Richiesta scritta 1
Per favore, trasforma in una tabella Markdown tutte le righe dell'elenco, dalla riga che contiene "Spot the unripe" fino alla fine dell'elenco, entrambe comprese. Usa le colonne "n" per il numero progressivo e "Riga" per il testo, e tralascia le righe vuote.

───── Brano fornito ─────

Le scuole alternative possono alterare con successo questa equazione fino al punto dove l’esperienza complessiva è positiva per i bambini, ne sono certo. Ma le migliori scuole alternative stanno cercando (con successo o meno) di creare un ambiente “sperimentale, gestito dal bambino”. Questo è bene, perché significa che stanno cercando di ricreare il “vero mondo” in un ambiente scolastico. A causa dei diffusi pregiudizi sociali di quel che sia tradizionalmente la scuola – una sorta di rigido “noi” (studenti”) e “loro” (insegnanti e dirigenti) – è un’intrinseca sfida a cercare di cambiare il modello e creare una scuola autenticamente alternativa. Ma anche se una scuola alternativa può creare una situazione dove imparare è davvero sperimentale anziché tutto un “insegnare” dall’alto, non sostituisce comunque il ricco ed infinitamente più vario ambiente che esiste al di fuori dell’edificio scolastico.

Di certo, per la maggior parte dei genitori e di quelli che si occupano di bambini, tenerli fuori della scuola non sarebbe un’opzione realistica. Forse mandarli ad una scuola alternativa non è altrettanto realistico, a causa dei costi che questo comporterebbe. Non suggerirò che tenere i bambini fuori dalla scuola sia necessariamente possibile o anche solo giusto per tutti. Ma per quelle persone che pensano alla scuola come ad un ambiente necessario ed importante per i bambini, vorrei essere una voce che rifiuta con veemenza questa nozione. No, la scuola non è né necessaria né importante. Infatti, per la grande maggioranza del tempo farà più male che bene. Sto parlando delle scuole che generalmente chiamano “buone scuole” (con l’eccezione, forse, di alcune delle migliori scuole alternative), non solo delle scuole “scadenti”.

Ne so qualcosa sull’argomento, Non ho una laurea, e sono certo di non averne bisogno. Ho conosciuto molti genitori e bambini, adulti e giovani, in tutto il mondo. Sono profondamente aduso ai prodotti di una vasta gamma di istituzioni educative: private, pubbliche e alternative, ed io ho stesso ho passato molti anni studiando in un “buon” sistema pubblico scolastico, un eccellente scuola elementare alternative, e in un più convenzionale college privato.

Forse, ancora più importante, ho conosciuto (e letto libri su) molti giovani che sono stati tenuti fuori dalla scuola per la maggior parte o tutta la loro vita. Sono sempre brillanti. Non solo in termini della loro capacità di pensiero critico, ma anche per il pensiero creativo, e in termini di intelligenza emotiva. Sono vivi. Spesso i loro genitori non mi impressionano necessariamente come persone eccezionali, in termini di risultati accademici o di vita. Non li riconosceresti in fila all’ufficio postale. Ma passare del tempo con persone giovani che non sono andate a scuola è un’esperienza profondamente convincente di per sè. La facilità con cui tendono ad interagire con altri ragazzi della loro età, o più giovani, o più grandi, o adulti. La fiducia e sicurezza in se stessi, l’intelligenza che brilla nei loro volti, la loro disinvoltura nella “conversazione da adulti”.

───── Dati dell'esercizio ─────

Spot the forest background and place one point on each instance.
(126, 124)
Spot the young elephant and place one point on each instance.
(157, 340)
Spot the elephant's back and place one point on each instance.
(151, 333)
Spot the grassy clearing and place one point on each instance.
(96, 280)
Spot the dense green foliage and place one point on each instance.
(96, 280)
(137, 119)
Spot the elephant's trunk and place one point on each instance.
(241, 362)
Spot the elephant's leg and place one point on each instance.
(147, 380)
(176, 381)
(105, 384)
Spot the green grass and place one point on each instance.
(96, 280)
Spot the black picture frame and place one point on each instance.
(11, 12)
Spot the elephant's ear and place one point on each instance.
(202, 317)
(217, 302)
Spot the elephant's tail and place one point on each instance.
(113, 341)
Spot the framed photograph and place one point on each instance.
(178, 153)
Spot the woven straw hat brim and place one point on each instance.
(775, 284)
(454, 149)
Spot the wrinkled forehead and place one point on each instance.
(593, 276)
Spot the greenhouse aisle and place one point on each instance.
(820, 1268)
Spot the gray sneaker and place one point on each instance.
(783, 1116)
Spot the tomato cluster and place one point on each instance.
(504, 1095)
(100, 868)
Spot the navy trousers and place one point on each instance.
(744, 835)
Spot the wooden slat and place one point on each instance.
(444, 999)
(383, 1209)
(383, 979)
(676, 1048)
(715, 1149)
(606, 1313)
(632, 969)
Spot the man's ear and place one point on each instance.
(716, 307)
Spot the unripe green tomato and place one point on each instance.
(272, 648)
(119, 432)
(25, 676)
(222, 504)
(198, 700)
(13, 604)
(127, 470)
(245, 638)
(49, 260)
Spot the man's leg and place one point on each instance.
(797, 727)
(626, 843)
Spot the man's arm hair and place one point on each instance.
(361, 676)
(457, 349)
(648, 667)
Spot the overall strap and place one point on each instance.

─────

Richiesta scritta 2
Copia dal brano sulla scuola tutto il testo da "Ne so qualcosa" fino a "convenzionale college privato.", estremi inclusi.

Soluzione svolta 1
| n | Riga |
|---|---|
| 1 | Spot the unripe green tomato and place one point on each instance. |
| 2 | (272, 648) |
| 3 | (119, 432) |
| 4 | (25, 676) |
| 5 | (222, 504) |
| 6 | (198, 700) |
| 7 | (13, 604) |
| 8 | (127, 470) |
| 9 | (245, 638) |
| 10 | (49, 260) |
| 11 | Spot the man's leg and place one point on each instance. |
| 12 | (797, 727) |
| 13 | (626, 843) |
| 14 | Spot the man's arm hair and place one point on each instance. |
| 15 | (361, 676) |
| 16 | (457, 349) |
| 17 | (648, 667) |
| 18 | Spot the overall strap and place one point on each instance. |

Soluzione svolta 2
Ne so qualcosa sull’argomento, Non ho una laurea, e sono certo di non averne bisogno. Ho conosciuto molti genitori e bambini, adulti e giovani, in tutto il mondo. Sono profondamente aduso ai prodotti di una vasta gamma di istituzioni educative: private, pubbliche e alternative, ed io ho stesso ho passato molti anni studiando in un “buon” sistema pubblico scolastico, un eccellente scuola elementare alternative, e in un più convenzionale college privato.